>> start Extracted records

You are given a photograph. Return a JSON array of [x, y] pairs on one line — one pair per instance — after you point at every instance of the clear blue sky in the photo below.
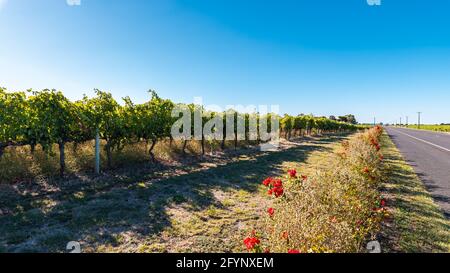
[[316, 56]]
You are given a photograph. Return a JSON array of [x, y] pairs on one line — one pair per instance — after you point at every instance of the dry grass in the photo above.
[[174, 206], [337, 209], [419, 225]]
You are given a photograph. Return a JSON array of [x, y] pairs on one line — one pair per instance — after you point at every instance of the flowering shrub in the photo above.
[[335, 210]]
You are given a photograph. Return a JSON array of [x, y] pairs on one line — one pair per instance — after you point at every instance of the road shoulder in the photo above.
[[417, 223]]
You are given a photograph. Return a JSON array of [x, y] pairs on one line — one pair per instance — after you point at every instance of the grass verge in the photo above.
[[207, 208], [417, 223]]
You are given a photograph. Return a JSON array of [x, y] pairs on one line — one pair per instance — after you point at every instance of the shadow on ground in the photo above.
[[98, 211]]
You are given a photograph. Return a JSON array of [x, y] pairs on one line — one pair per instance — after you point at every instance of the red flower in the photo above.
[[268, 182], [278, 191], [251, 242], [277, 183], [292, 173]]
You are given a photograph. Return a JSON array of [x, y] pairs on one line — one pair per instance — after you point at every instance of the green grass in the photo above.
[[437, 128], [208, 206], [417, 225]]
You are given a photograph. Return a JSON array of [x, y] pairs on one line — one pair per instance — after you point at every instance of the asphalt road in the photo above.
[[429, 154]]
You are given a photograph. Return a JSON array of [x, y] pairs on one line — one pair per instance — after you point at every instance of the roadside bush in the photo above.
[[336, 210]]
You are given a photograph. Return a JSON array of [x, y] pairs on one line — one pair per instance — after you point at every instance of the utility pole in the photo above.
[[418, 123]]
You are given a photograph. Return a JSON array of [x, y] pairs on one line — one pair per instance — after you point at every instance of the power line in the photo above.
[[418, 120]]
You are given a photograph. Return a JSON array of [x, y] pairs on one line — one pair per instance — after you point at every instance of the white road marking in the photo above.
[[424, 141]]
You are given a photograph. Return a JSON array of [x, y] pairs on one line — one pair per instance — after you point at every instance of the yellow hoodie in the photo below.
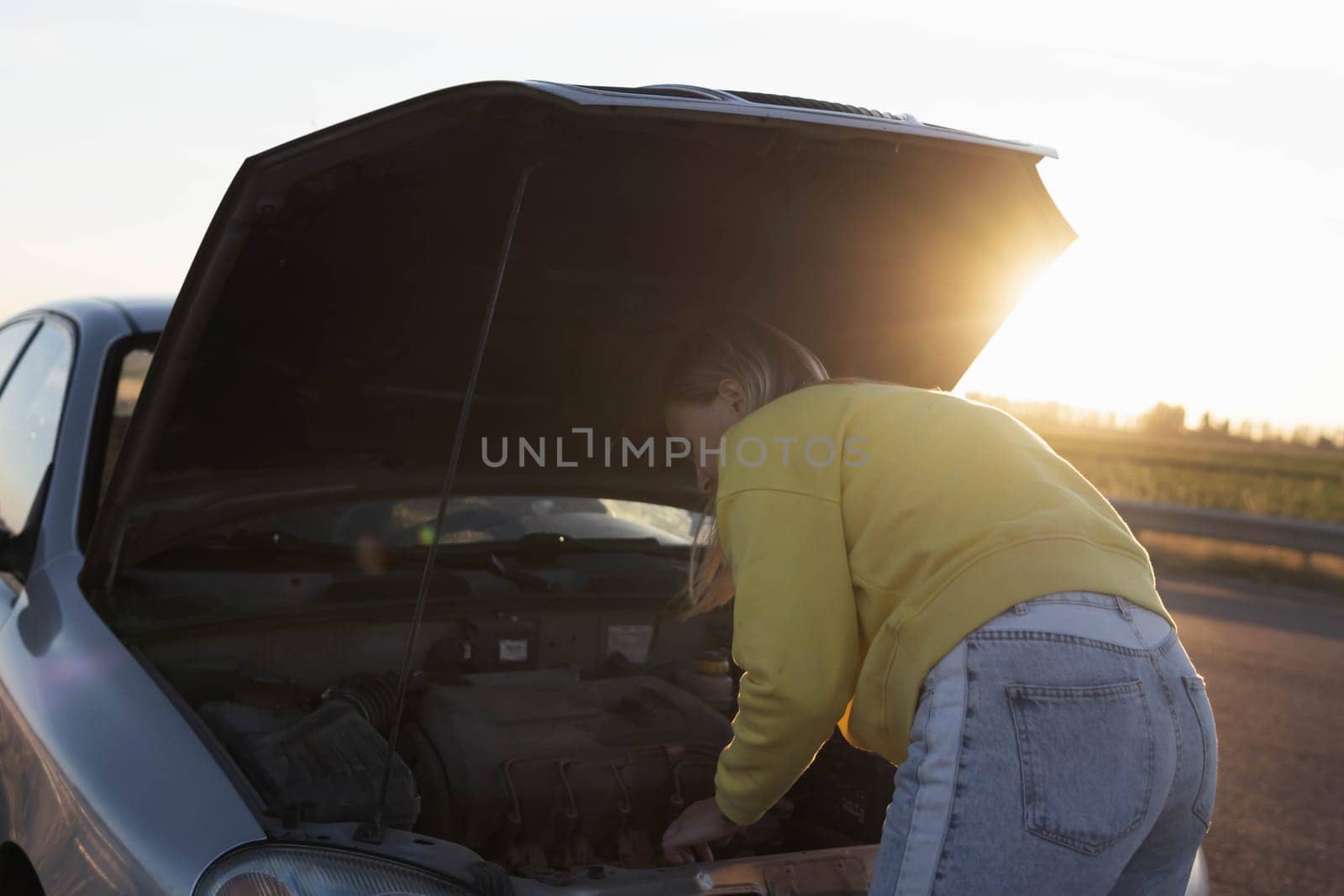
[[870, 528]]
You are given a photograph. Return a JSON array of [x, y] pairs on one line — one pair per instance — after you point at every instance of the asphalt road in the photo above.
[[1274, 663]]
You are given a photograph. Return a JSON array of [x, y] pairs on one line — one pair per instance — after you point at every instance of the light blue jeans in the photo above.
[[1065, 747]]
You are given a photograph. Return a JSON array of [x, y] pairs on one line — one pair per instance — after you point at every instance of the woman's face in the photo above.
[[703, 423]]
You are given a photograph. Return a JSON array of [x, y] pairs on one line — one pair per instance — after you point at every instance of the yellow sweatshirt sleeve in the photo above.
[[796, 637]]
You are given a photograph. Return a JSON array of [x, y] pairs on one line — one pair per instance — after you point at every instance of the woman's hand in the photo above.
[[687, 840]]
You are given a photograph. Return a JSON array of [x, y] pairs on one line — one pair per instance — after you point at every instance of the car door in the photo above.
[[35, 359]]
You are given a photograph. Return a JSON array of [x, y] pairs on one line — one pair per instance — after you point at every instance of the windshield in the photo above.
[[407, 523]]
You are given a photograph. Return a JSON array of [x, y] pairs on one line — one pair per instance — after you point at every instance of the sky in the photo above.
[[1200, 150]]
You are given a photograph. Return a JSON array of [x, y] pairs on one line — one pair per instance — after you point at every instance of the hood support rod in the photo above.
[[375, 829]]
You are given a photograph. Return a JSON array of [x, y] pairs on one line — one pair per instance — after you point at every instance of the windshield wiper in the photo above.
[[541, 547]]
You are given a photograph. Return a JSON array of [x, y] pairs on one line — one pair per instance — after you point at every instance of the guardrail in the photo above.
[[1300, 535]]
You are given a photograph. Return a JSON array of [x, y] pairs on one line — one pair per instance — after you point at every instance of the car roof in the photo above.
[[144, 313]]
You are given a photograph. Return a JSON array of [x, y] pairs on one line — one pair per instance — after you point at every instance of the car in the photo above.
[[353, 570]]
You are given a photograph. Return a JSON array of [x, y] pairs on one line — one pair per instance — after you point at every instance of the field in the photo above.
[[1209, 472]]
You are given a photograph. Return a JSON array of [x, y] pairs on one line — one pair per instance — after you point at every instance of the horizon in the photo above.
[[1203, 275]]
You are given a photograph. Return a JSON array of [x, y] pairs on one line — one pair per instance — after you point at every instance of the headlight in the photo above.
[[302, 871]]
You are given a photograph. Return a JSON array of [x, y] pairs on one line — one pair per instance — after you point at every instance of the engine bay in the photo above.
[[544, 741]]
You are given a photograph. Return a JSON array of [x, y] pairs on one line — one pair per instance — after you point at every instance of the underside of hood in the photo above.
[[324, 336]]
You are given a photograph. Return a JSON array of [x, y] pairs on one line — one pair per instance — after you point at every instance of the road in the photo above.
[[1274, 663]]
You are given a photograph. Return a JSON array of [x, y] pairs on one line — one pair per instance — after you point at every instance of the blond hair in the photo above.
[[766, 363]]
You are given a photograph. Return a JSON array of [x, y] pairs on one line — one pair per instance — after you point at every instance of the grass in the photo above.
[[1230, 474]]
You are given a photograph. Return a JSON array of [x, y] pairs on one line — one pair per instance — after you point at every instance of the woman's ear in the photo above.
[[732, 391]]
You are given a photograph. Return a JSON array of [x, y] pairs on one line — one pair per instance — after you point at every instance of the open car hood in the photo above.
[[324, 335]]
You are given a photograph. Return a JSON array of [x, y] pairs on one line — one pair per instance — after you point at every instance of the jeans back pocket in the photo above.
[[1203, 805], [1086, 759]]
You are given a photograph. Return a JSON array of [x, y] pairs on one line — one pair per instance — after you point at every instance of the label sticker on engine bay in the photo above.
[[512, 651], [629, 641]]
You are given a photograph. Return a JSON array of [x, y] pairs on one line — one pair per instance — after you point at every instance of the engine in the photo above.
[[542, 743], [543, 770]]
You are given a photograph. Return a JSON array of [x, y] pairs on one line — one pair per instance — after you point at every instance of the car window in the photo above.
[[13, 338], [30, 412], [131, 379]]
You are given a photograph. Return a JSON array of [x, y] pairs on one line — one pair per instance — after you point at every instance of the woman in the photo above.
[[925, 573]]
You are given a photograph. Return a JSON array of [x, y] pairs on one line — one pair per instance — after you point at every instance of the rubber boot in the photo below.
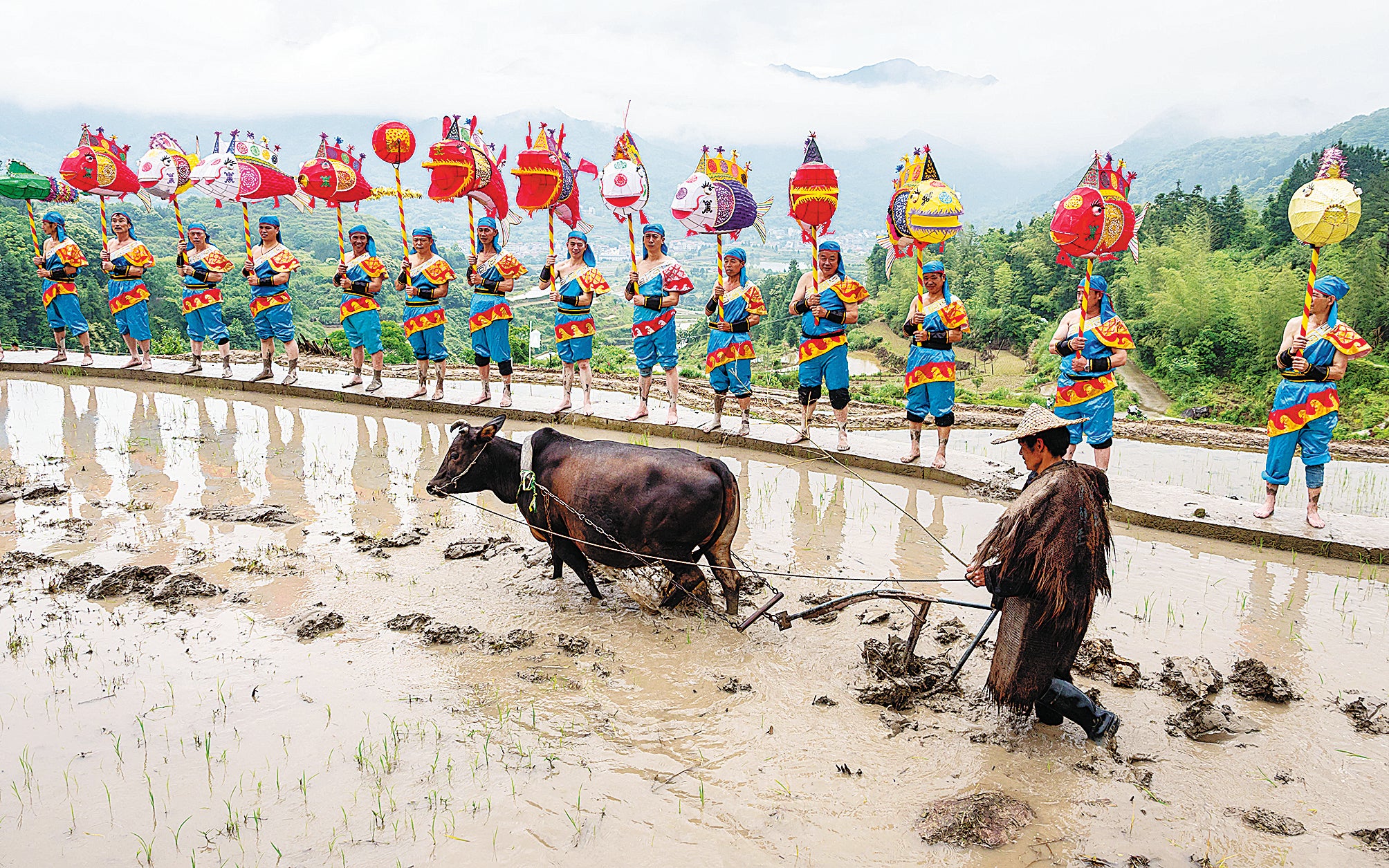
[[266, 371], [1067, 701]]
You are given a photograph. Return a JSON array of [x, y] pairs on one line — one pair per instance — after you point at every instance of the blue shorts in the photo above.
[[735, 377], [1314, 439], [275, 322], [657, 349], [428, 343], [206, 324], [831, 369], [363, 329], [64, 313], [934, 399], [1101, 424]]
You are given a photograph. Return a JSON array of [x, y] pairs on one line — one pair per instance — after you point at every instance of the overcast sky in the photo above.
[[701, 71]]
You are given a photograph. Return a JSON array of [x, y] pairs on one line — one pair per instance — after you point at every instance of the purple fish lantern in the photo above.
[[716, 201]]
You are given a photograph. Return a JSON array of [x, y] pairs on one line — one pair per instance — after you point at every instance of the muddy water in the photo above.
[[206, 734]]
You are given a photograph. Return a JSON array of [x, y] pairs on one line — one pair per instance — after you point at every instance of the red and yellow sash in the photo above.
[[482, 320], [209, 296], [356, 304], [263, 303], [64, 288], [931, 373], [811, 348], [577, 328], [650, 326], [731, 353], [424, 321], [129, 297], [1083, 391], [1292, 418]]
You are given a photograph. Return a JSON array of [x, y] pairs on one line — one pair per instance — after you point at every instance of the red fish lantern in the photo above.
[[394, 142], [1095, 221], [813, 192]]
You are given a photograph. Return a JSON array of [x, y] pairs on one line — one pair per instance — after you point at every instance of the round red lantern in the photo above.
[[394, 142]]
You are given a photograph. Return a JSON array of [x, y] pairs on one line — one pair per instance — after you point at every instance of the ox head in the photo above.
[[461, 470]]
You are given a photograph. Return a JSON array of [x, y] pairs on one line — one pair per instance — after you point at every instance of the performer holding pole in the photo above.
[[360, 277], [268, 267], [203, 268], [59, 266], [734, 308], [125, 259], [574, 284]]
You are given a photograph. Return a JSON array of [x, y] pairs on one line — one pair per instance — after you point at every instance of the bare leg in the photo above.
[[672, 388], [485, 376], [587, 378], [643, 391], [569, 387], [914, 434], [1313, 515]]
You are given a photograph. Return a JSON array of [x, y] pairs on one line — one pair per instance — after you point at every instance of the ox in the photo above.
[[668, 504]]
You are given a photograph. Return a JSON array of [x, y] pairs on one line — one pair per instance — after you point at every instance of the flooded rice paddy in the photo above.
[[206, 732]]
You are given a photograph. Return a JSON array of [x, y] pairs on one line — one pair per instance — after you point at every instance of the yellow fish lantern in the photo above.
[[1327, 209]]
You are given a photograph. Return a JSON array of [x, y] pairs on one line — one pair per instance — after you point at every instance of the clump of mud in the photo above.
[[1203, 721], [896, 678], [1271, 822], [1365, 713], [268, 514], [1253, 679], [985, 820], [1189, 678], [1099, 661]]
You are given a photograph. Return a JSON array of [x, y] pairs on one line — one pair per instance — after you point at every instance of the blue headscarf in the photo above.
[[270, 220], [427, 232], [738, 253], [208, 234], [588, 252], [1106, 304], [53, 217], [371, 242], [490, 223], [932, 267], [129, 221], [1330, 285], [835, 248], [659, 230]]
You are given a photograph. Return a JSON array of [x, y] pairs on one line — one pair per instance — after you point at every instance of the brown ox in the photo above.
[[668, 504]]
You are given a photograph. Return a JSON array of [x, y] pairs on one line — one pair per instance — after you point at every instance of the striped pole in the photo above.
[[1312, 278]]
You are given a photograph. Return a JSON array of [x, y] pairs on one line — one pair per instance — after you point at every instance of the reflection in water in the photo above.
[[329, 453], [252, 449]]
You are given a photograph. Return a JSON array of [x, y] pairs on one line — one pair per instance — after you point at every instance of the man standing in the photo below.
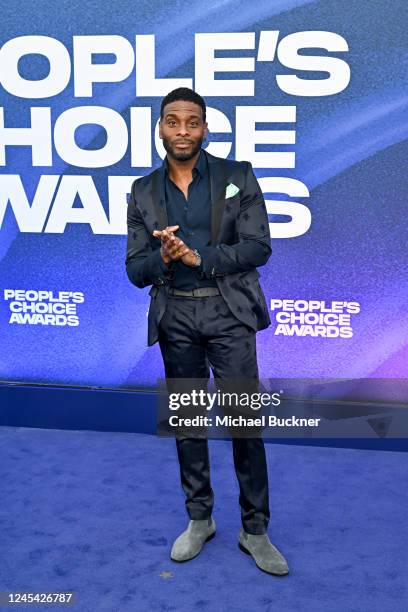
[[197, 231]]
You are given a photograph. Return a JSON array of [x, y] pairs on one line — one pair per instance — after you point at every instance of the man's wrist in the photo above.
[[198, 258]]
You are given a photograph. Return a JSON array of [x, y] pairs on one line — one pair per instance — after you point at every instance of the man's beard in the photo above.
[[182, 155]]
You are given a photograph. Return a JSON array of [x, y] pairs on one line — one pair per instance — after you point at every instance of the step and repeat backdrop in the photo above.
[[313, 94]]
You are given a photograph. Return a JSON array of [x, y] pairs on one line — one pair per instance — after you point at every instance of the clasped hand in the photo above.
[[173, 248]]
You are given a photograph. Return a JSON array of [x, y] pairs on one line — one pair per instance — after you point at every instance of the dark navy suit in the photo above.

>> end Extracted records

- Written instruction -
Begin at the line that has "roof in the photo above." and stop after the line that has "[[353, 570]]". Write those items out again in full, with every coordinate in the answers shifted up by 63.

- Problem solution -
You are given a photograph. Return a JSON array of [x, y] pairs on one line — one pair per instance — after you point at every instance of the car roof in the photo above.
[[207, 376]]
You are given a photograph. Return a JSON array of [x, y] pairs on one line — one pair per instance — after you point at every instance of the car in the photo above.
[[416, 633]]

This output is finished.